▶ **Directions**: Find every line below that contains the word "rectangle" and copy each of those lines in full.

▶ **Data**:
===============

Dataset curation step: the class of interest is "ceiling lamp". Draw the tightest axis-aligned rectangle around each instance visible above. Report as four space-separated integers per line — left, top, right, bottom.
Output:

===============

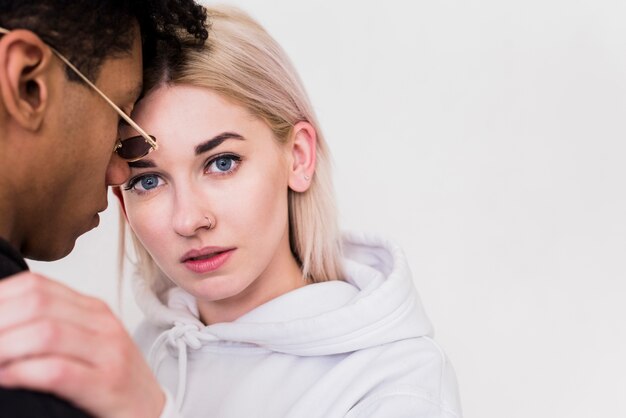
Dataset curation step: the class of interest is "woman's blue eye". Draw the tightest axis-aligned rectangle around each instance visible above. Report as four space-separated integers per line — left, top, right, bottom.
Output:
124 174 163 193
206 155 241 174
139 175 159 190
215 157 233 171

===============

▶ **Answer for this exercise**:
Dataset curation step: the class of interest is "ceiling lamp". Draw the tightest axis-aligned rectangle around each instance visible above. Report as four space-separated integers per line — left, top, right, bottom.
Dataset curation step: the class of interest is "woman's blue eye". Draw the tightest axis-aligned rectangle around each instance visible above. Report as four space-separated integers per line — left, top, right, bottom.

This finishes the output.